▸ Set exercise:
Rewrite all of the lines below as a Markdown table with two columns, "Row" for the row number and "Line" for the line itself, omitting blank lines and leaving out the pictures.

▸ Records for this exercise:
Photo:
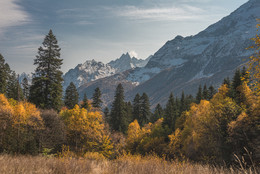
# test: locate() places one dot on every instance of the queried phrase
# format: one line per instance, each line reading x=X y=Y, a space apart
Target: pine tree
x=25 y=87
x=119 y=120
x=145 y=110
x=71 y=96
x=4 y=73
x=96 y=99
x=129 y=111
x=212 y=92
x=158 y=113
x=236 y=82
x=170 y=113
x=183 y=102
x=137 y=107
x=106 y=114
x=227 y=82
x=46 y=89
x=14 y=89
x=199 y=95
x=205 y=92
x=85 y=103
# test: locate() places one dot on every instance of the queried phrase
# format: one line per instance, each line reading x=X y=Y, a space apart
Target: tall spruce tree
x=96 y=99
x=137 y=107
x=4 y=74
x=236 y=82
x=85 y=103
x=205 y=92
x=25 y=87
x=14 y=89
x=46 y=89
x=170 y=113
x=106 y=114
x=212 y=92
x=119 y=120
x=158 y=113
x=145 y=110
x=199 y=95
x=71 y=96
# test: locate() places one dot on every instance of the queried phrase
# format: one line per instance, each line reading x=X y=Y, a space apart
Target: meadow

▸ Reply to the task:
| Row | Line |
|---|---|
| 1 | Photo: |
| 2 | # test: locate() places one dot on every instance of the queried phrase |
| 3 | # format: one line per instance, each line reading x=X y=Y, a space apart |
| 4 | Target: pine tree |
| 5 | x=25 y=87 |
| 6 | x=119 y=120 |
| 7 | x=145 y=110 |
| 8 | x=71 y=96 |
| 9 | x=4 y=73 |
| 10 | x=96 y=99 |
| 11 | x=129 y=111 |
| 12 | x=212 y=92 |
| 13 | x=158 y=113 |
| 14 | x=236 y=82 |
| 15 | x=170 y=113 |
| 16 | x=183 y=102 |
| 17 | x=137 y=107 |
| 18 | x=106 y=114 |
| 19 | x=227 y=82 |
| 20 | x=46 y=89 |
| 21 | x=14 y=89 |
| 22 | x=199 y=95 |
| 23 | x=205 y=92 |
| 24 | x=85 y=103 |
| 25 | # test: locate() places one dot on every instance of the queried phrase |
| 26 | # format: one line per instance, each line reading x=X y=Y, a space apart |
| 27 | Target: tall spruce tree |
| 28 | x=96 y=99 |
| 29 | x=137 y=107 |
| 30 | x=4 y=74 |
| 31 | x=236 y=82 |
| 32 | x=85 y=103 |
| 33 | x=205 y=92 |
| 34 | x=25 y=87 |
| 35 | x=14 y=89 |
| 36 | x=46 y=89 |
| 37 | x=170 y=113 |
| 38 | x=106 y=114 |
| 39 | x=212 y=92 |
| 40 | x=119 y=120 |
| 41 | x=158 y=113 |
| 42 | x=145 y=110 |
| 43 | x=199 y=95 |
| 44 | x=71 y=96 |
| 45 | # test: locate() places one dot on every instance of the queried phrase |
| 46 | # format: one line per instance, each line reading x=X y=Y, a space apart |
| 47 | Target: meadow |